Here is another way to get the last related record using GROUP_CONCAT with order by and SUBSTRING_INDEX to pick one of the record from the list
SELECT
`Id`,
`Name`,
SUBSTRING_INDEX(
GROUP_CONCAT(
`Other_Columns`
ORDER BY `Id` DESC
SEPARATOR '||'
),
'||',
1
) Other_Columns
FROM
messages
GROUP BY `Name`
Above query will group the all the Other_Columns that are in same Name group and using ORDER BY id DESC will join all the Other_Columns in a specific group in descending order with the provided separator in my case i have used || ,using SUBSTRING_INDEX over this list will pick the first one
Fiddle Demo

Hi #Vijay Dev if your table messages contains Id which is auto increment primary key then to fetch the latest record basis on the primary key your query should read as below:
SELECT m1.* FROM messages m1 INNER JOIN (SELECT max(Id) as lastmsgId FROM messages GROUP BY Name) m2 ON m1.Id=m2.lastmsgId

I've not yet tested with large DB but I think this could be faster than joining tables:
SELECT *, Max(Id) FROM messages GROUP BY Name

SELECT
column1,
column2
FROM
table_name
WHERE id IN
(SELECT
MAX(id)
FROM
table_name
GROUP BY column1)
ORDER BY column1 ;

You can take view from here as well.
http://sqlfiddle.com/#!9/ef42b/9
FIRST SOLUTION
SELECT d1.ID,Name,City FROM Demo_User d1
INNER JOIN
(SELECT MAX(ID) AS ID FROM Demo_User GROUP By NAME) AS P ON (d1.ID=P.ID);
SECOND SOLUTION
SELECT * FROM (SELECT * FROM Demo_User ORDER BY ID DESC) AS T GROUP BY NAME ;

If you need the most recent or oldest record of a text column in a grouped query, and you would rather not use a subquery, you can do this...
Ex. You have a list of movies and need to get the count in the series and the latest movie
id
series
name
1
Star Wars
A New hope
2
Star Wars
The Empire Strikes Back
3
Star Wars
Return of The Jedi
SELECT COUNT(id), series, SUBSTRING(MAX(CONCAT(id, name)), LENGTH(id) + 1),
FROM Movies
GROUP BY series
This returns...

◆ **Source material**:
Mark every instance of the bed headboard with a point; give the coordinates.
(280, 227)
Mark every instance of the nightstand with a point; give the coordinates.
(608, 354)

◆ **Objective**:
In the forum excerpt, rewrite the paragraph beginning "Above query will group" as a short bulleted list that keeps its main facts.

◆ **Correct response**:
- The query groups all Other_Columns values that share the same Name.
- ORDER BY id DESC joins the Other_Columns in each group in descending order.
- The values are joined with a chosen separator, here ||.
- SUBSTRING_INDEX applied to this list picks the first value.